## PROBLEM DETAILS
Word for word, restate each entry that appears below.
■ ■ ■ ■
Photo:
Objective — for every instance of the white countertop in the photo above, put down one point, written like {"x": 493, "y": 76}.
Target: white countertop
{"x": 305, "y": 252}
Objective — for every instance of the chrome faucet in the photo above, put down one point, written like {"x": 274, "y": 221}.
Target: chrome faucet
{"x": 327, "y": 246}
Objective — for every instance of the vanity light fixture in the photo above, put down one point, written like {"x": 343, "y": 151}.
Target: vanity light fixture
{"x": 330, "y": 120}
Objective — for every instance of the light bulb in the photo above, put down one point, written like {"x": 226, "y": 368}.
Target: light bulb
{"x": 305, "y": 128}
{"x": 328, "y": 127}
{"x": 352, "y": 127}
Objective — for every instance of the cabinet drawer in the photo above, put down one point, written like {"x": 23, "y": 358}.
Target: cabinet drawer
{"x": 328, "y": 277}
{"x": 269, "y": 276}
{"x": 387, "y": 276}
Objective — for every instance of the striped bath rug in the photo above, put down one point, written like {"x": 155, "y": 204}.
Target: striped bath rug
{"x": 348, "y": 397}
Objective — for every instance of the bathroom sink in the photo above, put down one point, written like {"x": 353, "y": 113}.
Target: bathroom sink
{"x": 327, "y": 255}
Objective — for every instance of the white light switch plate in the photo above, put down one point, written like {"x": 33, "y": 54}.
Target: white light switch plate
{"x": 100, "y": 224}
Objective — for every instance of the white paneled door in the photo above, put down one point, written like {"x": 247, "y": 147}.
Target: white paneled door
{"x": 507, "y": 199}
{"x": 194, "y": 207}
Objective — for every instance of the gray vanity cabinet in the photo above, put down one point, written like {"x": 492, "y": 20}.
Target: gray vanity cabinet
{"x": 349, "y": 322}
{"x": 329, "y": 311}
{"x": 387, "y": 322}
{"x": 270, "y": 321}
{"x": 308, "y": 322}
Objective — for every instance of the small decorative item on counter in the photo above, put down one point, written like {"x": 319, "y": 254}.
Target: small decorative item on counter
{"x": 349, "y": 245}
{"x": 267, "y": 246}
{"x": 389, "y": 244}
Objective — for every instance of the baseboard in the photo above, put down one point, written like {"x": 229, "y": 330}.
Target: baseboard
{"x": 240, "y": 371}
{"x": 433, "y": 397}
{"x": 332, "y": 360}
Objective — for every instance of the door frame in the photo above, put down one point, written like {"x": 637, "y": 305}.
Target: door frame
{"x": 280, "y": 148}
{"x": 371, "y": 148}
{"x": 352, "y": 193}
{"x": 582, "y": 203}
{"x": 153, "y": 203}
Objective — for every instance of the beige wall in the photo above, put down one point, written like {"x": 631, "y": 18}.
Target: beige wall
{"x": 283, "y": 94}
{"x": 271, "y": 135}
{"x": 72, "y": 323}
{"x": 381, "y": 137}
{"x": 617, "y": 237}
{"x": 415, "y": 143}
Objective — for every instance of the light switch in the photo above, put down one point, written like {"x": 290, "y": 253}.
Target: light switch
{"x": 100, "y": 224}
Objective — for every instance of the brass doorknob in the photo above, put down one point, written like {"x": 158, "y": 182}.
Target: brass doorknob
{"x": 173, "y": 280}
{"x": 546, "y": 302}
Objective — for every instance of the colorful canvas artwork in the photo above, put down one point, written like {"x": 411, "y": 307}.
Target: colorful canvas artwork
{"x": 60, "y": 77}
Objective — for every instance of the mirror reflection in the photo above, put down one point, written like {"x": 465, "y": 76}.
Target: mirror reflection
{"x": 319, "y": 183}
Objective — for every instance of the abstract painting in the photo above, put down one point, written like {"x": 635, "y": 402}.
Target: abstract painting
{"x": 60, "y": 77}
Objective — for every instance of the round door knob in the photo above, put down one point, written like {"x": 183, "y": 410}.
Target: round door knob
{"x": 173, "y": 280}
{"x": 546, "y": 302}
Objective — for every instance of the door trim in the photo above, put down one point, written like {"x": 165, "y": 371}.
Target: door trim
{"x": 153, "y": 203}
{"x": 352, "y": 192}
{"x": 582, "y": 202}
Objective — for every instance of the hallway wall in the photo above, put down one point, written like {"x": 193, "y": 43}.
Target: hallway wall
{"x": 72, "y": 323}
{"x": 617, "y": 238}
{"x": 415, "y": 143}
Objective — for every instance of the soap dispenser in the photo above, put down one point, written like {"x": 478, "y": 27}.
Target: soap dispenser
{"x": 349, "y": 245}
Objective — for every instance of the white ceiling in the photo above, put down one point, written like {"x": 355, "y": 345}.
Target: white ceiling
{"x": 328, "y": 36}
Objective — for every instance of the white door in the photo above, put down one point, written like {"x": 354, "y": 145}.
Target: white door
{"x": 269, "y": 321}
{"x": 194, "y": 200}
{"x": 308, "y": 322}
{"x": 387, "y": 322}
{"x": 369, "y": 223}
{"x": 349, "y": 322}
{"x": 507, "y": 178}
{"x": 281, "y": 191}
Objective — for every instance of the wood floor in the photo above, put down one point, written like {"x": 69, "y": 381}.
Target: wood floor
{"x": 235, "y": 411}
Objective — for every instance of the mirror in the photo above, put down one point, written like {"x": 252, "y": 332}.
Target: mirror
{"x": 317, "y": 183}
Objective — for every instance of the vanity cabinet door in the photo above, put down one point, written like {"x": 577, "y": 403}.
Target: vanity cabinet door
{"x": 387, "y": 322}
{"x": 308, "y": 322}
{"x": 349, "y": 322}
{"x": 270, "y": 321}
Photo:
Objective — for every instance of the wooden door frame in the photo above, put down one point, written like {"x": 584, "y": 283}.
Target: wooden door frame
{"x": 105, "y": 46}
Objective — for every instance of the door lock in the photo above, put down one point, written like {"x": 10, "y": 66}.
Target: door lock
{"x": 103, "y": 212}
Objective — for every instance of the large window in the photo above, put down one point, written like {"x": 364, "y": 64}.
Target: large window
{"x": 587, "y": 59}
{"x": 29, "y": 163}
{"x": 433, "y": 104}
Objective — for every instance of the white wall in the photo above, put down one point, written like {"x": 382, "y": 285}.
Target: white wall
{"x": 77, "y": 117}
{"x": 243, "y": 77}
■ ■ ■ ■
## ANSWER TO THIS PROBLEM
Photo:
Objective — for every instance of the white countertop in the photo above, put down one point, written like {"x": 493, "y": 76}.
Target: white countertop
{"x": 305, "y": 252}
Objective — for every instance of the chrome faucet in the photo above, put down one point, written like {"x": 274, "y": 221}.
Target: chrome faucet
{"x": 327, "y": 246}
Objective — for every instance of the vanity light fixture in the photo above, put down one point, written like {"x": 343, "y": 151}.
Target: vanity light fixture
{"x": 330, "y": 120}
Objective — for every instance of the light bulb in the photo above, put down one point, written like {"x": 226, "y": 368}.
Target: light bulb
{"x": 305, "y": 128}
{"x": 328, "y": 127}
{"x": 352, "y": 127}
Objective — for every instance of the cabinet drawer in the photo above, put down one point, written like {"x": 23, "y": 358}.
Target: cabinet drawer
{"x": 328, "y": 277}
{"x": 269, "y": 276}
{"x": 387, "y": 276}
Objective — for every instance of the striped bath rug in the photo above, put down one point, written like {"x": 155, "y": 204}.
Target: striped bath rug
{"x": 348, "y": 397}
Objective — for every instance of the bathroom sink in the photo above, put down one point, written like {"x": 353, "y": 113}.
Target: bathroom sink
{"x": 327, "y": 255}
Objective — for every instance of the white light switch plate in the photo above, put down one point, written like {"x": 33, "y": 54}.
Target: white light switch plate
{"x": 100, "y": 224}
Objective — for every instance of the white paneled door in the photo above, put down one point, written like {"x": 247, "y": 147}.
Target: white paneled door
{"x": 507, "y": 199}
{"x": 194, "y": 207}
Objective — for every instance of the gray vanity cabinet in the photo above, put down one point, written like {"x": 492, "y": 20}.
Target: gray vanity cabinet
{"x": 349, "y": 322}
{"x": 329, "y": 311}
{"x": 387, "y": 322}
{"x": 270, "y": 321}
{"x": 308, "y": 322}
Objective — for every instance of the small decorative item on counter in the photo above, put down one point, written like {"x": 319, "y": 254}.
Target: small decorative item on counter
{"x": 349, "y": 245}
{"x": 267, "y": 246}
{"x": 389, "y": 244}
Objective — for every instance of the baseboard in the photo above, put down one point, written like {"x": 229, "y": 330}.
Target: baseboard
{"x": 240, "y": 371}
{"x": 433, "y": 397}
{"x": 332, "y": 360}
Objective — for every instance of the door frame in the photo above, put down one point, written like {"x": 637, "y": 305}.
Target: door frame
{"x": 280, "y": 148}
{"x": 371, "y": 148}
{"x": 352, "y": 193}
{"x": 582, "y": 203}
{"x": 153, "y": 203}
Objective — for every instance of the beige wall in the photo above, put down one point, written like {"x": 631, "y": 18}.
Target: beige wall
{"x": 283, "y": 94}
{"x": 271, "y": 135}
{"x": 72, "y": 323}
{"x": 381, "y": 137}
{"x": 617, "y": 237}
{"x": 415, "y": 143}
Objective — for every instance of the light switch in the photo above, put down one point, written like {"x": 290, "y": 253}.
Target: light switch
{"x": 100, "y": 224}
Objective — for every instance of the brass doorknob in the photo above, put down one point, written like {"x": 158, "y": 182}.
Target: brass doorknob
{"x": 173, "y": 280}
{"x": 546, "y": 302}
Objective — for every instance of the colorful canvas artwork in the photo above, put down one point, written like {"x": 411, "y": 307}.
Target: colorful canvas artwork
{"x": 60, "y": 77}
Objective — for every instance of the mirror reflection in the photo above, put down one point, written like {"x": 465, "y": 76}.
Target: mirror reflection
{"x": 319, "y": 183}
Objective — for every instance of the abstract painting in the photo above, put down one point, written like {"x": 635, "y": 402}.
Target: abstract painting
{"x": 60, "y": 77}
Objective — for every instance of the round door knob in the photo above, put down one point, written like {"x": 183, "y": 410}.
Target: round door knob
{"x": 173, "y": 280}
{"x": 546, "y": 302}
Objective — for every instance of the door trim in the photo above, put down one point, written like {"x": 165, "y": 371}.
Target: door trim
{"x": 153, "y": 203}
{"x": 352, "y": 192}
{"x": 582, "y": 202}
Objective — for every instance of the hallway wall in the photo above, put down one point, written like {"x": 193, "y": 43}.
Target: hallway wall
{"x": 72, "y": 323}
{"x": 617, "y": 238}
{"x": 415, "y": 143}
Objective — for every instance of the soap dispenser in the photo above, put down one point, written like {"x": 478, "y": 27}.
Target: soap dispenser
{"x": 349, "y": 245}
Objective — for every instance of the white ceiling in the photo above, put down one point, written like {"x": 355, "y": 345}.
Target: white ceiling
{"x": 328, "y": 36}
Objective — for every instance of the white door in the photo above, put down one point, written like {"x": 354, "y": 145}.
Target: white door
{"x": 269, "y": 321}
{"x": 194, "y": 200}
{"x": 308, "y": 322}
{"x": 387, "y": 322}
{"x": 369, "y": 223}
{"x": 349, "y": 322}
{"x": 507, "y": 178}
{"x": 281, "y": 191}
Objective — for every instance of the wood floor in the photo above, put down one point, written like {"x": 69, "y": 381}.
Target: wood floor
{"x": 235, "y": 411}
Objective — for every instance of the mirror in the photo above, put down one point, written like {"x": 252, "y": 332}.
Target: mirror
{"x": 317, "y": 183}
Objective — for every instance of the vanity cabinet door in the photo above, put down one point, written like {"x": 577, "y": 403}.
Target: vanity cabinet door
{"x": 387, "y": 322}
{"x": 308, "y": 322}
{"x": 349, "y": 322}
{"x": 270, "y": 321}
Photo:
Objective — for every instance of the wooden door frame in the photo above, put down one point, written like {"x": 584, "y": 283}.
Target: wooden door frame
{"x": 105, "y": 46}
Objective — for every instance of the door lock in the photo above, put down one point, written like {"x": 10, "y": 66}.
Target: door lock
{"x": 103, "y": 212}
Objective — for every instance of the large window in the photo above, put down one point, written like {"x": 364, "y": 64}.
Target: large window
{"x": 587, "y": 59}
{"x": 29, "y": 163}
{"x": 433, "y": 104}
Objective — for every instance of the white wall in the photo above, put down one point, written like {"x": 382, "y": 285}.
Target: white wall
{"x": 77, "y": 117}
{"x": 243, "y": 77}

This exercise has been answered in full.